● **PROMPT**: Gather each line in the entries that includes the string "panel".

● **DATA TO EXAMINE**:
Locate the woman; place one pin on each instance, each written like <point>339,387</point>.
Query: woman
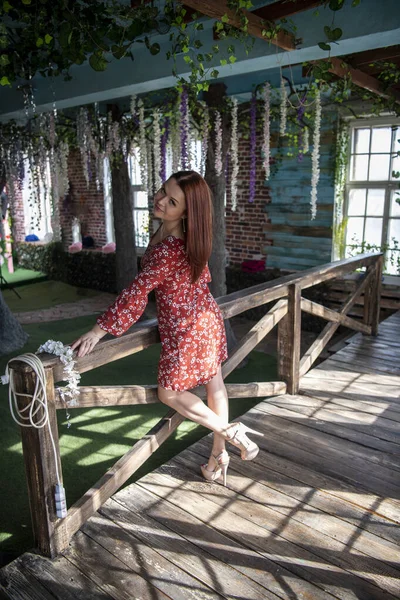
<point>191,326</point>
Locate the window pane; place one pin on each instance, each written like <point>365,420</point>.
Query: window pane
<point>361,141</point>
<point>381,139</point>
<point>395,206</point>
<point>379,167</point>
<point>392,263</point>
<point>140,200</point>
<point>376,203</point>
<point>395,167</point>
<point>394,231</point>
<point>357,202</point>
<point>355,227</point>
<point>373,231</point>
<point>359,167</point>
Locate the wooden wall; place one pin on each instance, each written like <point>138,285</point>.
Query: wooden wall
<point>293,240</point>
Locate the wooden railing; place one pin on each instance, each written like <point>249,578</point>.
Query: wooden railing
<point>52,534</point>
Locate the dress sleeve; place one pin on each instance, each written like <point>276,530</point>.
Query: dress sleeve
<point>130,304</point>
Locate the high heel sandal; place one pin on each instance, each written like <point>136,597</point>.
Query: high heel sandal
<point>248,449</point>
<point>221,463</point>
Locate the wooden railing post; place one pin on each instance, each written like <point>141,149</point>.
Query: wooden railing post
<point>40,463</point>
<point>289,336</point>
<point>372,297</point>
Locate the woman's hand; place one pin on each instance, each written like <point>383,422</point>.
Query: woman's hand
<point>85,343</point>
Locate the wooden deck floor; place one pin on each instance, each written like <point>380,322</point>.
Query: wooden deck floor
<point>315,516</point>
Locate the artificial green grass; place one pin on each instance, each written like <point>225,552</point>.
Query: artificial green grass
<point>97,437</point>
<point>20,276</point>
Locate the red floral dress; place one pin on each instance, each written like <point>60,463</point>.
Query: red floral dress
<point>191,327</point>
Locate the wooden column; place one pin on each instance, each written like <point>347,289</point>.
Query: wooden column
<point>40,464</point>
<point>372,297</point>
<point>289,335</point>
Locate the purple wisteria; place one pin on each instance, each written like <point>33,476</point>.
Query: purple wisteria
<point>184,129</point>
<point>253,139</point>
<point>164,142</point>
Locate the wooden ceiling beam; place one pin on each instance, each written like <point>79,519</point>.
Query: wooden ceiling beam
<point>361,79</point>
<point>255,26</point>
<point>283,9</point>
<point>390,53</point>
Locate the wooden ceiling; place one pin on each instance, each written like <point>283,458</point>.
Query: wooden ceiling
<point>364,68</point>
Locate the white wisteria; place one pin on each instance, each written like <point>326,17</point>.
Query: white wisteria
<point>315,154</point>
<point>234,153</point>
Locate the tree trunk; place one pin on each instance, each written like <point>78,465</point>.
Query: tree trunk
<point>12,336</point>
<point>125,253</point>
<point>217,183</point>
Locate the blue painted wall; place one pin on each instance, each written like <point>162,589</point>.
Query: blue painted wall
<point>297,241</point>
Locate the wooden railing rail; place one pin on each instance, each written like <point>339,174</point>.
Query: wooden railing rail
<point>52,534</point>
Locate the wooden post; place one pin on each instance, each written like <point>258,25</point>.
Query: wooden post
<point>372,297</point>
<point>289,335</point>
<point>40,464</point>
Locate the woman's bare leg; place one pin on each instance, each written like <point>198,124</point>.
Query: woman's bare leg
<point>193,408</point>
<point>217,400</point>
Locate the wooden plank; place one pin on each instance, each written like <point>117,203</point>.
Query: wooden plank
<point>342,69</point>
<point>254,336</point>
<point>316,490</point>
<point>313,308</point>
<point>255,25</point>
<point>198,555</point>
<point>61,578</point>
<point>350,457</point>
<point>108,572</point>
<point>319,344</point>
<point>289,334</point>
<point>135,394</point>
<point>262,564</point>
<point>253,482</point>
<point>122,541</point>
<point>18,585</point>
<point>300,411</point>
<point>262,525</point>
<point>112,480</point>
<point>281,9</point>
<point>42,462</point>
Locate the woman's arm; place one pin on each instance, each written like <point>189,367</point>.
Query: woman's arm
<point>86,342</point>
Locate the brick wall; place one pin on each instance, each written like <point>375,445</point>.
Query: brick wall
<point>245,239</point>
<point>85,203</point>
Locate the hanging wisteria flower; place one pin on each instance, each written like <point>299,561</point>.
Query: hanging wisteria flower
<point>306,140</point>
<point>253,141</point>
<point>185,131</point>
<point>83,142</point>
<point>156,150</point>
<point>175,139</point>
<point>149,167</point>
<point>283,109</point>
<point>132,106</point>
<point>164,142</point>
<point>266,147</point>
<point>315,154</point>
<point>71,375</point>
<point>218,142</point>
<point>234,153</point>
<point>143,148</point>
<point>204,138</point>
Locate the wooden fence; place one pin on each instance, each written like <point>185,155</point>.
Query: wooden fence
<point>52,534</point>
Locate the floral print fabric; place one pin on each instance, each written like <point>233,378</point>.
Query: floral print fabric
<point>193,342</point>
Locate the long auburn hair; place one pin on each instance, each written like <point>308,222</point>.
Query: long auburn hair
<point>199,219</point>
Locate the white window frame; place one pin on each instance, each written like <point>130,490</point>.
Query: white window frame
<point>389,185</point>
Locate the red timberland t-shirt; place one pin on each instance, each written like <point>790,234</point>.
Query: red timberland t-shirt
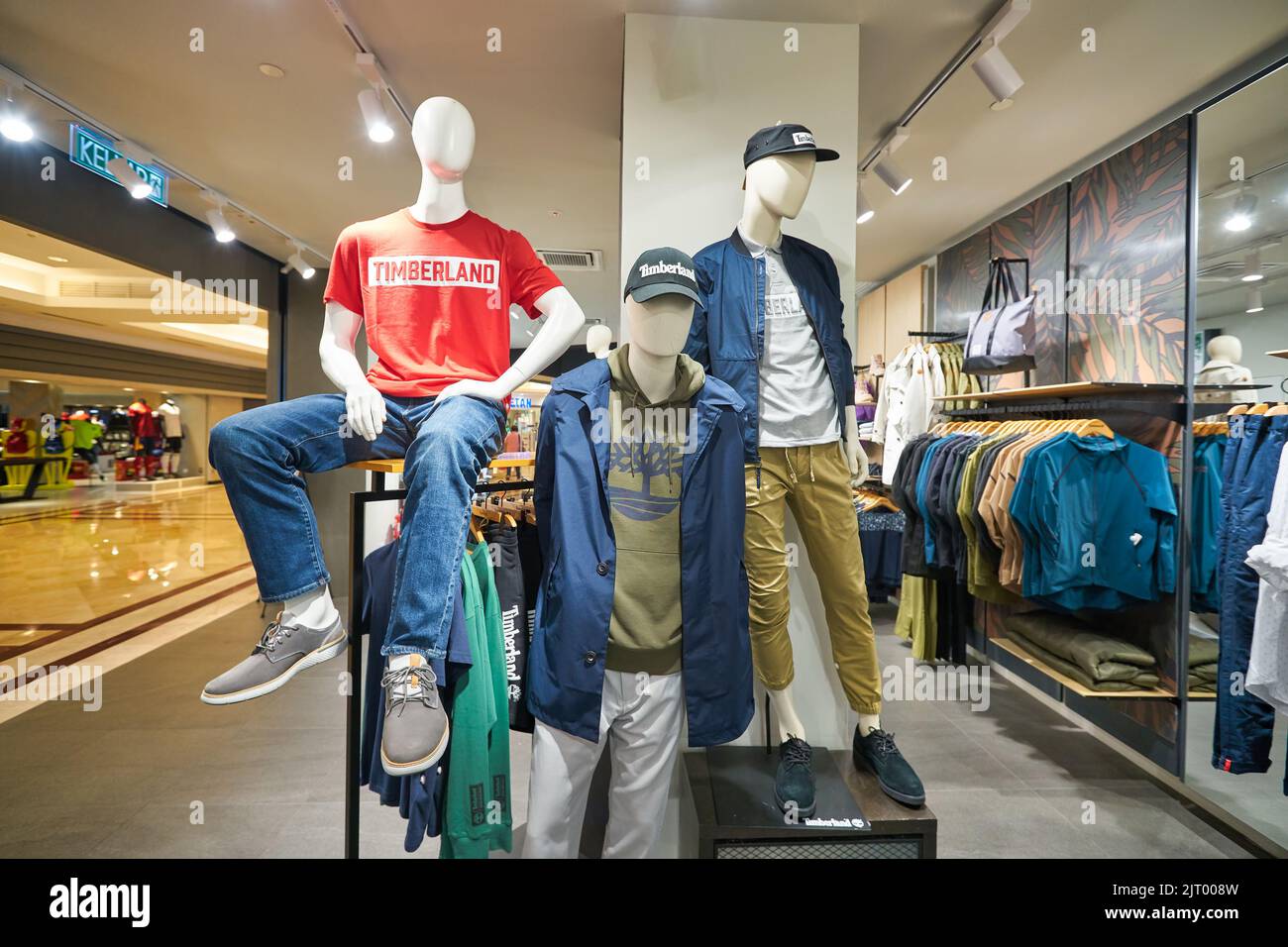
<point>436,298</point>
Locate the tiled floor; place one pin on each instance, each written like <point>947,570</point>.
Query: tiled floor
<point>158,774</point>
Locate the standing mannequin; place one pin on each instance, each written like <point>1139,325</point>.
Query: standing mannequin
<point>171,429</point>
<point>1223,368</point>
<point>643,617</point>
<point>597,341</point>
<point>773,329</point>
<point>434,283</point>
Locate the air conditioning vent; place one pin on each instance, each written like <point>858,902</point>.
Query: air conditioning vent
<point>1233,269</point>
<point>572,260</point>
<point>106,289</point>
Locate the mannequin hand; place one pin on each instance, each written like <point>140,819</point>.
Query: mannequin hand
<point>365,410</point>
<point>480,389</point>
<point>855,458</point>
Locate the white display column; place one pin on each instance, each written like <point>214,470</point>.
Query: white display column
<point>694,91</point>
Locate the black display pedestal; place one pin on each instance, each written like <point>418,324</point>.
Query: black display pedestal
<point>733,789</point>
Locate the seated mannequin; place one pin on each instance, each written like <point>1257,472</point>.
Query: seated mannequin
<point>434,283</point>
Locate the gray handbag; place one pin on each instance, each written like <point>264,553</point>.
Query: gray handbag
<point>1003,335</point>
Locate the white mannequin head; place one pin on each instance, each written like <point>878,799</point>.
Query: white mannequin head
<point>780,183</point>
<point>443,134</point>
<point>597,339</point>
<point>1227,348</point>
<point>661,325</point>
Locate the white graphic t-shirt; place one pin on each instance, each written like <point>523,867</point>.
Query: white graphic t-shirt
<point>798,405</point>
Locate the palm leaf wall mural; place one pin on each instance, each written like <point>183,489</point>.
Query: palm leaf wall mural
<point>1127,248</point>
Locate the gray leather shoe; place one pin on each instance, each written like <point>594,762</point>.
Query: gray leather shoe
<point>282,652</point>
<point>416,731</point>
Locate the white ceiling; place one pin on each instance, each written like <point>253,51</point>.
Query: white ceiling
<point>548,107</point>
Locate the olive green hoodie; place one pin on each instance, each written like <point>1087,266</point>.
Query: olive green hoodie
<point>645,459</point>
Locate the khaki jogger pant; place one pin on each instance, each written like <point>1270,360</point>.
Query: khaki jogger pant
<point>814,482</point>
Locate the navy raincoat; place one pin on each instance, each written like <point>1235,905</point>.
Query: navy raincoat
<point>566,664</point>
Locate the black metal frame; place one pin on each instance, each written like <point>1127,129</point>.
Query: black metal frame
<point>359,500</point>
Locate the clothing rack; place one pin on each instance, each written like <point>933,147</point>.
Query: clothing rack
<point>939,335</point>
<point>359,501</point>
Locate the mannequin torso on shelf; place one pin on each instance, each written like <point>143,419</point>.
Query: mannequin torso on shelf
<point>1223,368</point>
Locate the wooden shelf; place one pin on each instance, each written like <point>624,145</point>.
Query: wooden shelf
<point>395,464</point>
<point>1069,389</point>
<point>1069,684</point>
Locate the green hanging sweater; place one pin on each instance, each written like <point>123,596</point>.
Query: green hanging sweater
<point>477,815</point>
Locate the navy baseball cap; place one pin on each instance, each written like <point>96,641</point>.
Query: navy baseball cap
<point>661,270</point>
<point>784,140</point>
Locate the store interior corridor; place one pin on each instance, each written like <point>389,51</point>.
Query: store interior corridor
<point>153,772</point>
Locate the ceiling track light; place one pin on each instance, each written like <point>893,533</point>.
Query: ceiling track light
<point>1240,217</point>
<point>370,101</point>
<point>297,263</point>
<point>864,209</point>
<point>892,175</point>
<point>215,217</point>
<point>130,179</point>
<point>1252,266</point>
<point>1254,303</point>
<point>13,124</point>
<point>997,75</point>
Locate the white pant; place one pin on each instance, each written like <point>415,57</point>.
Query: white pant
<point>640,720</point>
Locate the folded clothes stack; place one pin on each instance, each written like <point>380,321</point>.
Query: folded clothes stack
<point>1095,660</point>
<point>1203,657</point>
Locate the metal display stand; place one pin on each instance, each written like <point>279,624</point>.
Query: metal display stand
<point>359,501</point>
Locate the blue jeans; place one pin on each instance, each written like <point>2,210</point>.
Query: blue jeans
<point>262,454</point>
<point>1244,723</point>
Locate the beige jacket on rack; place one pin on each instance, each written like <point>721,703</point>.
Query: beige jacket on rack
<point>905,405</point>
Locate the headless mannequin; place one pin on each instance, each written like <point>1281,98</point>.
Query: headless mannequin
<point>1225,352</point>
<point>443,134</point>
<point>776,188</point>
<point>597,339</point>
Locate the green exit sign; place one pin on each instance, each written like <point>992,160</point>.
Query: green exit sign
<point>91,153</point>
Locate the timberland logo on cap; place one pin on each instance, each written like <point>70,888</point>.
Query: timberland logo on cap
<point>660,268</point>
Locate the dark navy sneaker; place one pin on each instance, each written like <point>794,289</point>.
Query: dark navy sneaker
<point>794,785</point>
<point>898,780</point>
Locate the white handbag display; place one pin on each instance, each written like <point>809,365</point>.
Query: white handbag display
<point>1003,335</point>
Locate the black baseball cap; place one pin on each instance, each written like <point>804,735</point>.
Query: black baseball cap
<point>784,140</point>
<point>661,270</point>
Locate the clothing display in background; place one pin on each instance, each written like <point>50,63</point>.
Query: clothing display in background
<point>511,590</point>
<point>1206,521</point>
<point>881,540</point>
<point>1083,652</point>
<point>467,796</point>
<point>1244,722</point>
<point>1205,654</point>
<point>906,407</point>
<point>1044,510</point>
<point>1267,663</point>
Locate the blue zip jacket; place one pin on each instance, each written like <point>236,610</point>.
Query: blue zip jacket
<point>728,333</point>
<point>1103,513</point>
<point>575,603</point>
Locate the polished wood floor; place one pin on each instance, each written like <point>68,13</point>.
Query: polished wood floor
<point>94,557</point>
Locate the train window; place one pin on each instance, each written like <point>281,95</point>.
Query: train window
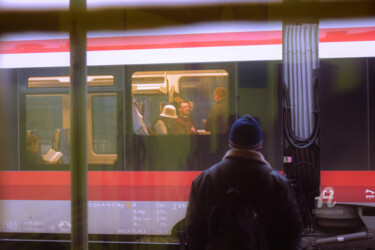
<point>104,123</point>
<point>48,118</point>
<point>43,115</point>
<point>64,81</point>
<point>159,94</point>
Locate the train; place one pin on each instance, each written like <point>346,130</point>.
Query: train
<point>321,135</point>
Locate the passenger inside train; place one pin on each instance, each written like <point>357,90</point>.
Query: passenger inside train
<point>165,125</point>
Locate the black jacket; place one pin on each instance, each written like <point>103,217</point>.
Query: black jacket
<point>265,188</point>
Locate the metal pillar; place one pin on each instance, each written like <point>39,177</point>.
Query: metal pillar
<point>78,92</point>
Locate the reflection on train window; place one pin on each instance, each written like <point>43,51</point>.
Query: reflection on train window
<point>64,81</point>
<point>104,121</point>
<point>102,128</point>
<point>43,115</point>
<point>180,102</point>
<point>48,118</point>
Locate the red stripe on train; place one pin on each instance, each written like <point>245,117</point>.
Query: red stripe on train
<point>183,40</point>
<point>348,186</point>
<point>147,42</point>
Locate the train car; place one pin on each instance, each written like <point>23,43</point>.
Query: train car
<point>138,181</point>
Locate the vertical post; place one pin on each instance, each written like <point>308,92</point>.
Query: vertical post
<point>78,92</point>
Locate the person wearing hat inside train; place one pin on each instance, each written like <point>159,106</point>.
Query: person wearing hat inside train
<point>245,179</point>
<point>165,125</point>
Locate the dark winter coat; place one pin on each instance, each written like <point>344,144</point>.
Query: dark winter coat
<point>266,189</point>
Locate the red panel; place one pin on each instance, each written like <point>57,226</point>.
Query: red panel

● **SOLUTION TO THIS PROBLEM**:
Locate the red panel; place one pin on each instance, each written like <point>57,226</point>.
Query: red panel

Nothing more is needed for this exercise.